··· Provided records
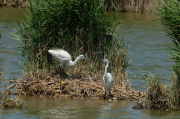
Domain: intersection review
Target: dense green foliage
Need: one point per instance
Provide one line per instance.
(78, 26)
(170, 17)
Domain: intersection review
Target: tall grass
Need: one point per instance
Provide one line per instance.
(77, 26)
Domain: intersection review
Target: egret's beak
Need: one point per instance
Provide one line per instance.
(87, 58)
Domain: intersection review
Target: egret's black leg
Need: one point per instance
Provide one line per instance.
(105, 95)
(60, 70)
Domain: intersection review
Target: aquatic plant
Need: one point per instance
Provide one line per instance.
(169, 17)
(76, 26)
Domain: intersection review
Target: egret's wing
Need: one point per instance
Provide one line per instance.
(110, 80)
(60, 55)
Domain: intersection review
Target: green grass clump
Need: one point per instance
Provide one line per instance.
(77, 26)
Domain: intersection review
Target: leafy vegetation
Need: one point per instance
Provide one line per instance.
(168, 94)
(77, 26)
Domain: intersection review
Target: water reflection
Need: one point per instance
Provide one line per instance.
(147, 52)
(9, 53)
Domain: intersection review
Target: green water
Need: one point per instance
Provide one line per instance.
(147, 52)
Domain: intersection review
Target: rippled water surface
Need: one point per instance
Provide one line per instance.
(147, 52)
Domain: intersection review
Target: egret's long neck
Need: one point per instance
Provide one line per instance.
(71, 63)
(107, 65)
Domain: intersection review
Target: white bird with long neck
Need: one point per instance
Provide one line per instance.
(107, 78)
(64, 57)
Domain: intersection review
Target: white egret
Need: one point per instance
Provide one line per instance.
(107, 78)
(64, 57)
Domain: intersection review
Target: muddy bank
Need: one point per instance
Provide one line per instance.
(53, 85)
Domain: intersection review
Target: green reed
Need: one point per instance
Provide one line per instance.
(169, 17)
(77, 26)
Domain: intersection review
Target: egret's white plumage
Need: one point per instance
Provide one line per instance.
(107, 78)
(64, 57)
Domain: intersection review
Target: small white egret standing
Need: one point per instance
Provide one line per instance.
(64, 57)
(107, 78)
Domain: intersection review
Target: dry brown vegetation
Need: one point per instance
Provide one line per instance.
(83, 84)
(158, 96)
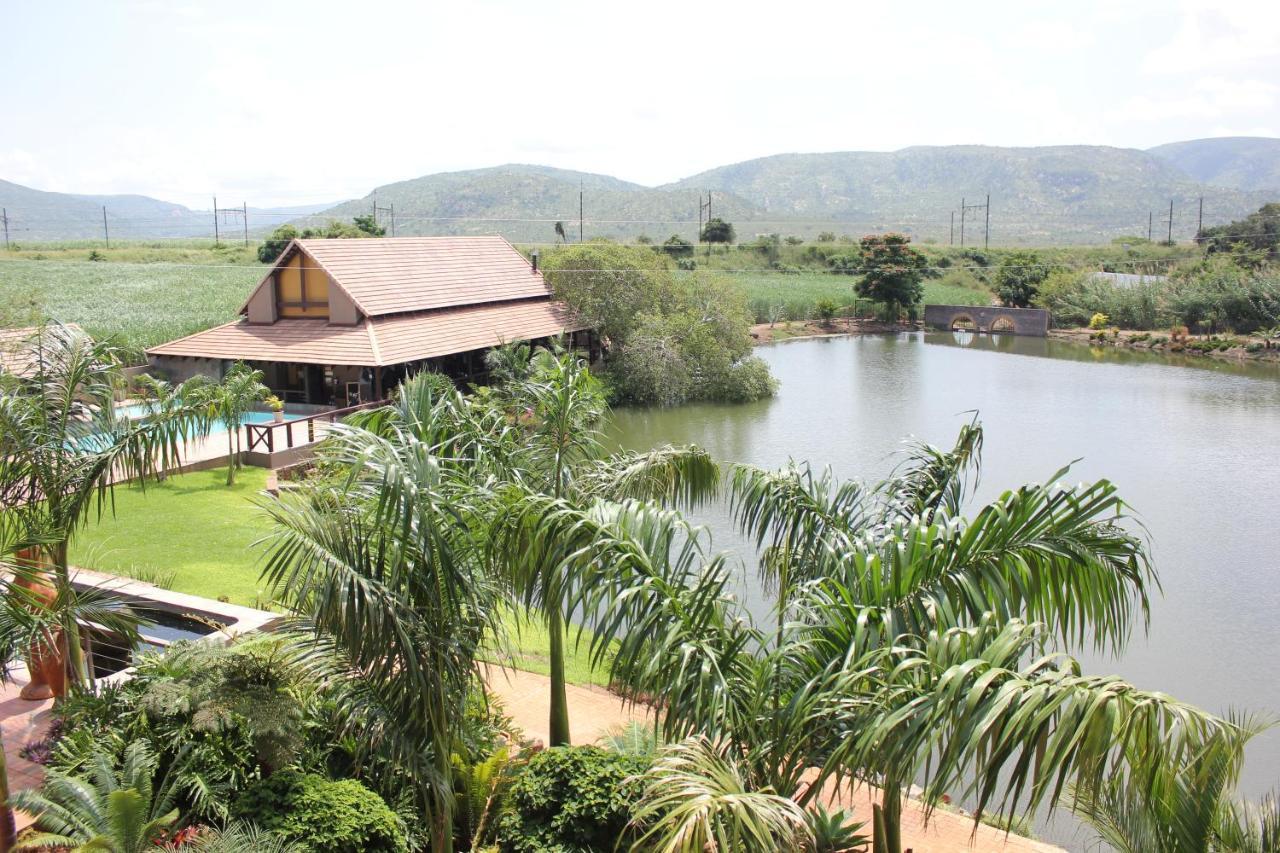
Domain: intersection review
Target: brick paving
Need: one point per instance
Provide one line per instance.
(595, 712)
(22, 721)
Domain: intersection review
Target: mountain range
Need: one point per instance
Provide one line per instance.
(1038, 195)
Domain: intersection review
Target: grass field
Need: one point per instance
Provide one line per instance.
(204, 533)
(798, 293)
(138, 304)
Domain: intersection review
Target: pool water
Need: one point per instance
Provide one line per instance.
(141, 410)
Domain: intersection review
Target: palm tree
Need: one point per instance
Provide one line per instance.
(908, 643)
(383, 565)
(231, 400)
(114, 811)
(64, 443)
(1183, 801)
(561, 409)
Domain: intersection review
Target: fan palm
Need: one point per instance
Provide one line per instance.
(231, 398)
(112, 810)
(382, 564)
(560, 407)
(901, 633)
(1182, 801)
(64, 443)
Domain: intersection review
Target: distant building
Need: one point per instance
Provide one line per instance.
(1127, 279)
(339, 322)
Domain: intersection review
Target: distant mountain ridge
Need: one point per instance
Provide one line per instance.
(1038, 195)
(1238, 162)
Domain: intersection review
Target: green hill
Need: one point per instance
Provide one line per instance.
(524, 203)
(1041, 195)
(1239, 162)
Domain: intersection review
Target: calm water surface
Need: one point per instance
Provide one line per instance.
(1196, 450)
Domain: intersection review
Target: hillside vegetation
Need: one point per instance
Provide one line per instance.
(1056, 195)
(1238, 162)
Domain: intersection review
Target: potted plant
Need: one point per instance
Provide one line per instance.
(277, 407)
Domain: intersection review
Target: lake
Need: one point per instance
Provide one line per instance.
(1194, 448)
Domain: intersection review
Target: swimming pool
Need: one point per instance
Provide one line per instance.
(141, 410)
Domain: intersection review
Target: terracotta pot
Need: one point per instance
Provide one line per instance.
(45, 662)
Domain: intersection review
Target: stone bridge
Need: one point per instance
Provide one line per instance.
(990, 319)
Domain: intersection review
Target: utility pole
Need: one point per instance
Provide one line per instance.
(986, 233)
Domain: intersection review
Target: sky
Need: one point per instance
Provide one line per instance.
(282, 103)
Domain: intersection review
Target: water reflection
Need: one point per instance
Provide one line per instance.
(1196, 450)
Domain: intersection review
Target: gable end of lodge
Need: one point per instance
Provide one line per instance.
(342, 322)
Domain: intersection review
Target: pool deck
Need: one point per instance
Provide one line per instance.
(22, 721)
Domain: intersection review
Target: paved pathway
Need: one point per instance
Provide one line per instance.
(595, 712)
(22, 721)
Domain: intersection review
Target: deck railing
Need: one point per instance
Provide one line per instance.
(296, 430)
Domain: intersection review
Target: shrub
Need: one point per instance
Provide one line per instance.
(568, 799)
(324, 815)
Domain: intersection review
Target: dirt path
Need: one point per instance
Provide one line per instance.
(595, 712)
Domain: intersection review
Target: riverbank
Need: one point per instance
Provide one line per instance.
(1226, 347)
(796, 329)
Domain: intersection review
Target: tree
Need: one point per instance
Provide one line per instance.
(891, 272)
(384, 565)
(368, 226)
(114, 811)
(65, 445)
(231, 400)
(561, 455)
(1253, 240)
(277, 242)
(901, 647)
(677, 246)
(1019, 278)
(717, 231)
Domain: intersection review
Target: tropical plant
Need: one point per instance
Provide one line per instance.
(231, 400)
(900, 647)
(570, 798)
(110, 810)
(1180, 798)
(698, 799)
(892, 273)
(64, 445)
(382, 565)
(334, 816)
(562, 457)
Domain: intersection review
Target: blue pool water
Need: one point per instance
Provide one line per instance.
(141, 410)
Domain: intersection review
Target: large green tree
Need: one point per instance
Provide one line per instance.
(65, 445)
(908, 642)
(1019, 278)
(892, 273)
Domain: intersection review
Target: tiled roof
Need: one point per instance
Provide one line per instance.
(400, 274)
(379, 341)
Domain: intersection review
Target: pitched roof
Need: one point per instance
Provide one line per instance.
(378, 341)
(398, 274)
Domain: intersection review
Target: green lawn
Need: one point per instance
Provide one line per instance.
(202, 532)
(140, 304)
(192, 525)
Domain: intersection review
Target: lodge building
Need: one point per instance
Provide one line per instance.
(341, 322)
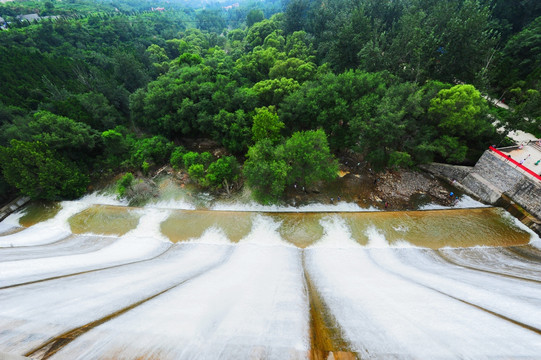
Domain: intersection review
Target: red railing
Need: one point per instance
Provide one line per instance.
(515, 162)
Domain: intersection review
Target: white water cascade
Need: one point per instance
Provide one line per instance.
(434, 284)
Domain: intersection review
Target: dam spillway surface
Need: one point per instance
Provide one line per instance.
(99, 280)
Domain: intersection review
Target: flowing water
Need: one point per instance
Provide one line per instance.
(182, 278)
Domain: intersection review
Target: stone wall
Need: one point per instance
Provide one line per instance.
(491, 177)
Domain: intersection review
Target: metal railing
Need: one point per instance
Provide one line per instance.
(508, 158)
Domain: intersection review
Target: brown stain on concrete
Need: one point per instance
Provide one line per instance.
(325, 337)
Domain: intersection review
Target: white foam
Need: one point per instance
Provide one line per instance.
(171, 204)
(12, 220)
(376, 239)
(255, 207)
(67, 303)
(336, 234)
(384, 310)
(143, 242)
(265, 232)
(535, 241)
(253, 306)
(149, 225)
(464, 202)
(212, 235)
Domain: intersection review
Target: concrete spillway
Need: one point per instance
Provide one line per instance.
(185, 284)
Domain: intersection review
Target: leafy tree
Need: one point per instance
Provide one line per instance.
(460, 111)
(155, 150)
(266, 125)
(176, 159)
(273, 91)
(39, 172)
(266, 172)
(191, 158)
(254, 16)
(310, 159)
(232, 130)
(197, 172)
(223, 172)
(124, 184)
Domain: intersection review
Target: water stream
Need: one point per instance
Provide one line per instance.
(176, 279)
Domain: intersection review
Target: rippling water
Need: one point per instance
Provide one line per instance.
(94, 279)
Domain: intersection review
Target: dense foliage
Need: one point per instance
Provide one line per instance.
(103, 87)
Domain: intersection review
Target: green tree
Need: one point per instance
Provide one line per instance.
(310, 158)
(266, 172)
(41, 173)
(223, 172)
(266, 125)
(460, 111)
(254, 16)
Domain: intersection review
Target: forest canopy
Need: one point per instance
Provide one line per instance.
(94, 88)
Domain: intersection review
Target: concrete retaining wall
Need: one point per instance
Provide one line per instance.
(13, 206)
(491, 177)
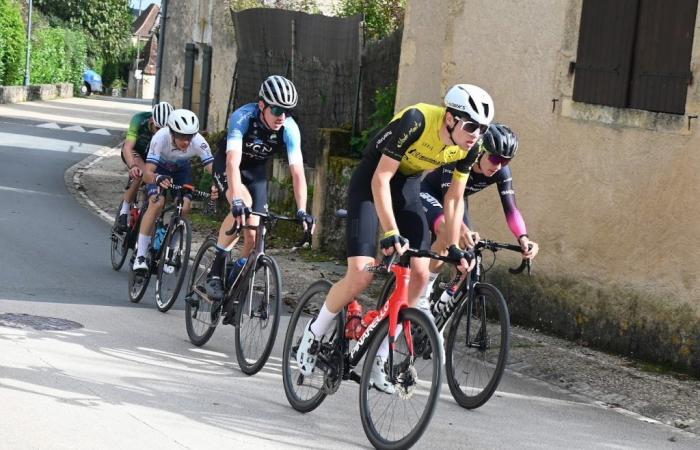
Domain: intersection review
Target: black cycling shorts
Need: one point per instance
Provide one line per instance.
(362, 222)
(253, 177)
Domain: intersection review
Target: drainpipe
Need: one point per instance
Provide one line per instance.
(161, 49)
······
▸ **The problem**
Select every line of the entries above that contains the word "dense", matching its case exactly.

▸ **Completed task**
Target: dense green foliage
Target: dense foliage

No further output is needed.